TASK INSTRUCTIONS: Express every line of the listing below as a JSON list of strings, one string per line, with blank lines and the pictures omitted.

────────

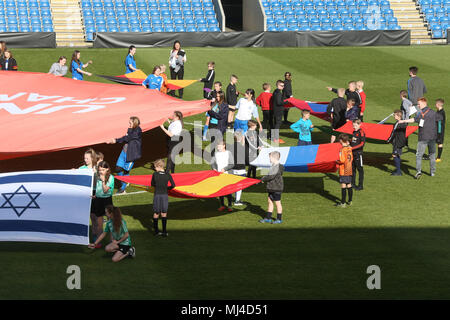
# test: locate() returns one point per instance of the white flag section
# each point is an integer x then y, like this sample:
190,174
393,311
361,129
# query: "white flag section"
46,206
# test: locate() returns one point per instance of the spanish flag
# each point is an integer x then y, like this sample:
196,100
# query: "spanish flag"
199,184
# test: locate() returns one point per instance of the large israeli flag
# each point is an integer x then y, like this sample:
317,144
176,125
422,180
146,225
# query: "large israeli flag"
46,206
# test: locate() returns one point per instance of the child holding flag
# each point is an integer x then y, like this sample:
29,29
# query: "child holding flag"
345,170
121,241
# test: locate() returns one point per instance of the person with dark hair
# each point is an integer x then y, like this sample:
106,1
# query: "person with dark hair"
278,104
8,63
160,181
440,127
130,62
177,59
246,109
121,242
59,68
103,197
345,170
357,144
76,66
427,120
415,85
173,138
131,151
398,141
264,100
209,79
287,93
3,48
336,109
352,111
231,96
154,81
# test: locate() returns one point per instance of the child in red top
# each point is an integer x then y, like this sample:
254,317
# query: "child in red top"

────────

IN RESPONSE:
[
  "# test: locate() returns one point per instance of the white flag section",
  "# each point is an integer x then y, like this sample:",
  "190,174",
  "393,311",
  "361,129",
  "# query: \"white flag section\"",
  "46,206",
  "# test: locate() returns one point per instance of the spanish flag",
  "# each point is an integer x then y, like this sample:",
  "196,100",
  "# query: \"spanish flag\"",
  "199,184",
  "# test: locate() returns one point per instance of the large israeli flag",
  "# each point is an integer x then y, like this sample:",
  "317,144",
  "176,125",
  "422,180",
  "146,225",
  "# query: \"large israeli flag\"",
  "46,206",
  "# test: locate() returns one point per instance of the child holding flag",
  "# each point is an integer x then y, like this sample:",
  "29,29",
  "# query: \"child holding flag\"",
  "345,170",
  "121,241",
  "# test: locate() returns one point per instance of the person with dark hair",
  "# each point is an integer x then y, like this sample:",
  "106,1",
  "# query: \"person with dark hair\"",
  "278,104",
  "8,63",
  "160,181",
  "440,127",
  "130,62",
  "177,59",
  "246,109",
  "121,242",
  "59,68",
  "103,197",
  "345,170",
  "357,144",
  "76,66",
  "427,120",
  "415,85",
  "173,138",
  "131,151",
  "398,141",
  "264,100",
  "209,79",
  "287,93",
  "3,48",
  "336,109",
  "352,111",
  "231,96",
  "154,81",
  "# test: locate() returns one point per instance of the child in red top",
  "# each point is an integer x then y, like this sample:",
  "254,317",
  "# query: \"child in red top\""
]